What to produce:
Quote the records below in full, exactly as given, with the images taken out.

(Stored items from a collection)
===

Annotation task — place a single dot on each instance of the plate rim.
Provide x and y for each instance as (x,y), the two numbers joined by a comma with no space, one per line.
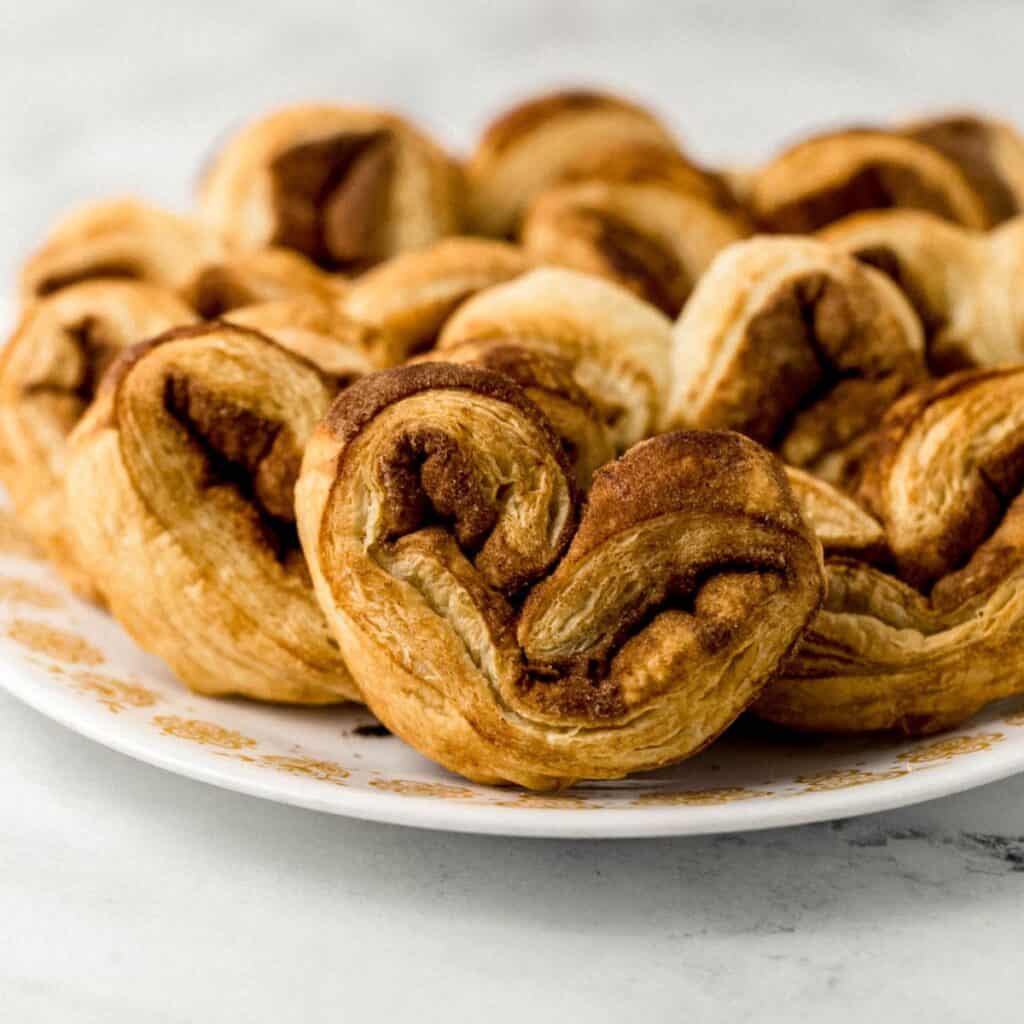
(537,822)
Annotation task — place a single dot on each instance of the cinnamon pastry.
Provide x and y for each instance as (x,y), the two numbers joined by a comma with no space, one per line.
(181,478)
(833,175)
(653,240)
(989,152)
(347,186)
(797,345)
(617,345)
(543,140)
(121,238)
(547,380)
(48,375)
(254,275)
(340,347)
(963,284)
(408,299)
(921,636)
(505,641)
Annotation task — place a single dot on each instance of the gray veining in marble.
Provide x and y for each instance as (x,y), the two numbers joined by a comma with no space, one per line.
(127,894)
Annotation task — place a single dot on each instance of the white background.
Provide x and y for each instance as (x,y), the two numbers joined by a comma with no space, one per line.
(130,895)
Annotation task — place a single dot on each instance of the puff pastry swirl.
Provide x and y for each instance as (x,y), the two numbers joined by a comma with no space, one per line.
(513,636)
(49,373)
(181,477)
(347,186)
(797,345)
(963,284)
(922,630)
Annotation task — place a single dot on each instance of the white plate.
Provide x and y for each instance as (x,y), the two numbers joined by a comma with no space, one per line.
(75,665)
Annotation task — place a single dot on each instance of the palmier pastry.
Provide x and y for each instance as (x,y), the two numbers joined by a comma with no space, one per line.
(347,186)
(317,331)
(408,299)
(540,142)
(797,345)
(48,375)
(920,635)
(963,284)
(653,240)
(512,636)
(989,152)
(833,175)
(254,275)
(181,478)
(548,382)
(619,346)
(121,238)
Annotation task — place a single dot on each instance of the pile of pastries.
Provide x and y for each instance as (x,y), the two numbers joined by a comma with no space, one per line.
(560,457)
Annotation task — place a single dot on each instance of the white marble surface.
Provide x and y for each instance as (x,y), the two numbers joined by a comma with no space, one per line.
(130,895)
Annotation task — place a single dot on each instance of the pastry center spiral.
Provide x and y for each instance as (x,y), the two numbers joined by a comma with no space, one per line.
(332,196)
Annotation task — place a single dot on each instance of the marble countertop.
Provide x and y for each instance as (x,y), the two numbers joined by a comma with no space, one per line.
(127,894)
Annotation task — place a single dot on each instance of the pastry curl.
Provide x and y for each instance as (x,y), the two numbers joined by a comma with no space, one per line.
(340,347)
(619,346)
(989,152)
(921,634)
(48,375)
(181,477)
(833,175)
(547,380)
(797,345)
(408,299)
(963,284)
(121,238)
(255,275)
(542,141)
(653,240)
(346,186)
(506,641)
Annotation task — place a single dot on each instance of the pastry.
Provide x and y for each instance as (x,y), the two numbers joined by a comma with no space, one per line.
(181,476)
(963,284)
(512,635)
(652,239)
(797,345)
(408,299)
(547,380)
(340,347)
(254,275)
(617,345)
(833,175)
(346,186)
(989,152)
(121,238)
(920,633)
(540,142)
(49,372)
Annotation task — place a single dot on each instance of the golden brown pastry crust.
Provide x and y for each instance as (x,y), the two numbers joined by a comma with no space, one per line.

===

Response:
Annotation task — place a single dot on each instance of the plate rim.
Provide x and y for each instance as (x,y), the two numbers joined by a comma with no space, one per line.
(537,822)
Annotation task — place a single dot on each instance of the cinnamon pastry.
Provide x and y for each instance as (x,y), the two numbers joined by a comma with no space, one per line.
(181,478)
(833,175)
(653,240)
(989,152)
(347,186)
(797,345)
(617,345)
(543,140)
(121,238)
(547,380)
(48,375)
(254,275)
(340,347)
(963,284)
(408,299)
(921,636)
(505,641)
Annotation task — place a single dot on each instance of the gray veining in marble.
Provide x and y for each instance as (x,y), the two numbers joined by a comma with no space, one per line.
(127,894)
Annotation task — place a single dot on each instance of the white background.
Provide x and y for each instance as (x,y), the two numbers joined by a comma with no space, one per line.
(130,895)
Annotation task — place a single dot on each instance of the puff pastry swirl.
Provide x and y for each instance as (x,y), the two numbers joined by a comma with no space, one per line.
(513,636)
(49,373)
(181,477)
(347,186)
(797,345)
(963,284)
(922,630)
Annotation task — place a single dot on each instance of the white plate.
Provide x and y for each instance as (x,y), the two numbers joined by a comma with no space, one per line.
(75,665)
Annotation task — place a single dot on each instance of the palmier pastry.
Provide x and y for each instance as (x,y), the two numbers joined by a comma with no space, one per line.
(347,186)
(317,331)
(408,299)
(540,142)
(797,345)
(48,375)
(920,635)
(963,284)
(653,240)
(512,636)
(989,152)
(833,175)
(254,275)
(181,478)
(548,382)
(619,346)
(121,238)
Annotation task — place a single dot on each instance of the pile of pastries.
Provide x and y for each instance as (x,y), the two numbers joined by a comma with no space, one per line.
(560,457)
Annotation task — place a single dot on each instance of the white marble surface.
Provide x and y for each instance as (x,y), the two numbers joined by a comma with no space, one per line.
(130,895)
Annotation task — place a single dot on each instance of the pastry center spiral.
Provide x and y for each instance as (x,y), the two numbers joined by a comma with no space, one per line.
(332,196)
Annotation task — place a single dot on each instance of the marble countertop.
Provide x and y for each instance as (x,y), the two numbers joined by a comma with no space, one per line.
(127,894)
Annotation task — place a single dot on each instance of the pastry curl.
Provide x and y for each instance as (x,y), the two numbers joined by a comma with no space, one per line.
(340,347)
(619,346)
(989,152)
(921,634)
(48,375)
(181,477)
(833,175)
(547,380)
(797,345)
(408,299)
(963,284)
(121,238)
(255,275)
(542,141)
(653,240)
(346,186)
(506,641)
Annotation task — place a single dot on each instance of the pastry.
Provide x and y for each instance as (x,y), the two numbers joined by a comma with no space, one per line.
(181,476)
(963,284)
(512,635)
(652,239)
(797,345)
(408,299)
(547,380)
(340,347)
(254,275)
(617,345)
(833,175)
(346,186)
(989,152)
(121,238)
(920,633)
(540,142)
(49,372)
Annotation task — place a single dot on each instance of the golden brown pastry crust.
Provide x and y for each instance as (x,y), the two numbers joined by a comma with no space, one per line.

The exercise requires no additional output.